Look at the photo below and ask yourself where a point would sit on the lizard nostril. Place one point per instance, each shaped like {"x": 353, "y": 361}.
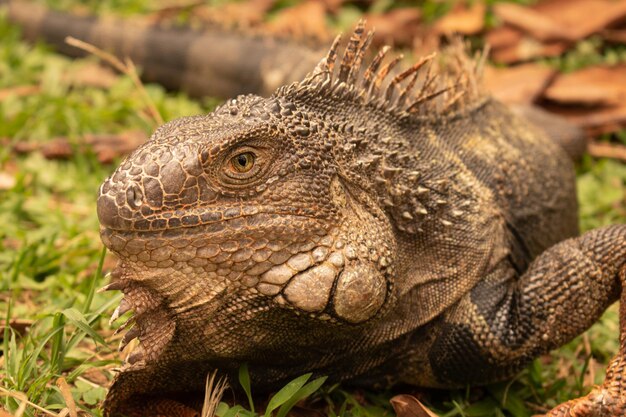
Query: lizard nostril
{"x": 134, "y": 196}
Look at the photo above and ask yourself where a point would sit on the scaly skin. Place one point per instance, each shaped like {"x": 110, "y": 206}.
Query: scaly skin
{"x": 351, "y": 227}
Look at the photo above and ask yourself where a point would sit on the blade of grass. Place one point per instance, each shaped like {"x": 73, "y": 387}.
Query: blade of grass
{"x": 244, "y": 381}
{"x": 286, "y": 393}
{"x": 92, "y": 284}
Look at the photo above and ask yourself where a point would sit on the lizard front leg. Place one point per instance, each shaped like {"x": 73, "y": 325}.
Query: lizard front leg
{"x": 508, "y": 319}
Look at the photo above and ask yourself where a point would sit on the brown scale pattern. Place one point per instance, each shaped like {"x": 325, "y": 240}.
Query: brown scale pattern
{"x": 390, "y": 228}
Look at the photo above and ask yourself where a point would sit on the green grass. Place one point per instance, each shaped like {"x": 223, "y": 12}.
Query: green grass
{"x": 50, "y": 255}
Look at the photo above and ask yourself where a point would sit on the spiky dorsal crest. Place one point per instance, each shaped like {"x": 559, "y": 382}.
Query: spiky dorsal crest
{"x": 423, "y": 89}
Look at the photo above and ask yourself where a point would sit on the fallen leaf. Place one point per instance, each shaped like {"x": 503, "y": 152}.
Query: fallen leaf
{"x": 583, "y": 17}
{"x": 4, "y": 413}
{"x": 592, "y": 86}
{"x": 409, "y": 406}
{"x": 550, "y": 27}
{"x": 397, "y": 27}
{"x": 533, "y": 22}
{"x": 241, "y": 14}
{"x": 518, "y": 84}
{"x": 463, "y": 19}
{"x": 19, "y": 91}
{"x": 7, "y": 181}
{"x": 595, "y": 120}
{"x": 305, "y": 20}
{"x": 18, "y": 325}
...
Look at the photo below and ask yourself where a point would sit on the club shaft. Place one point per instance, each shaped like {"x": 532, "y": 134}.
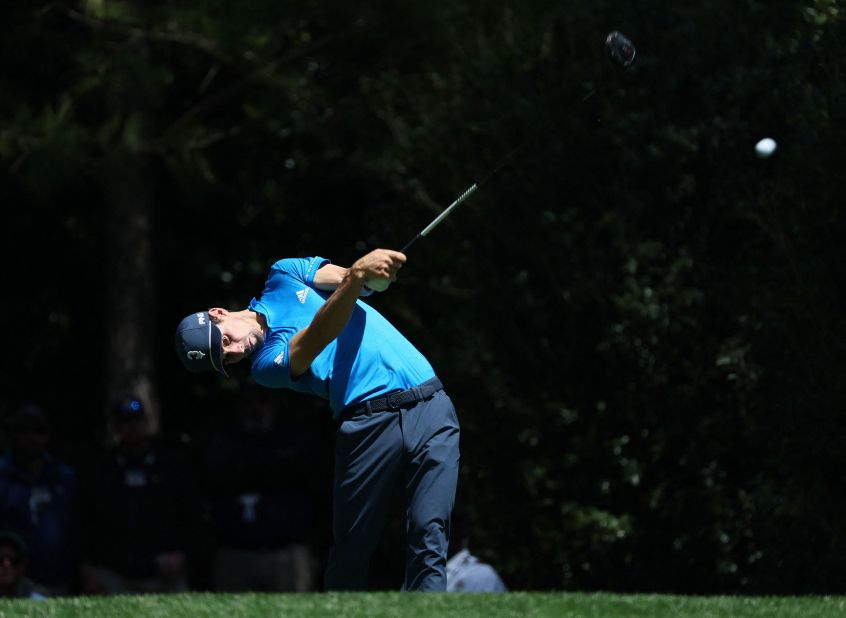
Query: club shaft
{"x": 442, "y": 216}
...
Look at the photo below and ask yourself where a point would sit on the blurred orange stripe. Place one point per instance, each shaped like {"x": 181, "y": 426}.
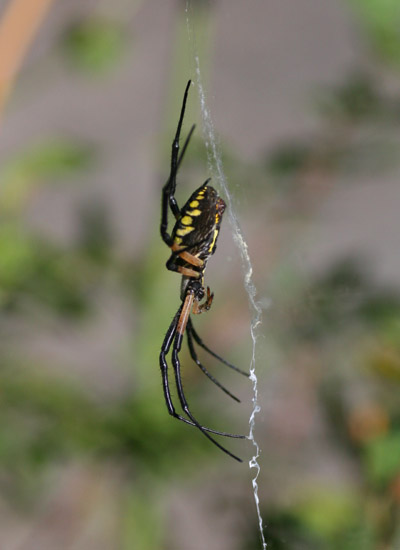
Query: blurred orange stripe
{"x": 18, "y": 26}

→ **Prompt**: From the material above, retype precisely the lines between the line holding "Query: green grass" and the line holding "on the fallen", inclusive, and nothing beyond them.

→ **Completed exercise**:
Query: green grass
{"x": 50, "y": 255}
Look at the photo above and ask yourself where a point would sit on the spiky dorsal crest. Place one point per instance, each shaped like {"x": 559, "y": 382}.
Query: spiky dorsal crest
{"x": 423, "y": 89}
Look at the photo above and ask yourself where a point would sit on the fallen leaf. Place one point per instance, each shaped like {"x": 503, "y": 152}.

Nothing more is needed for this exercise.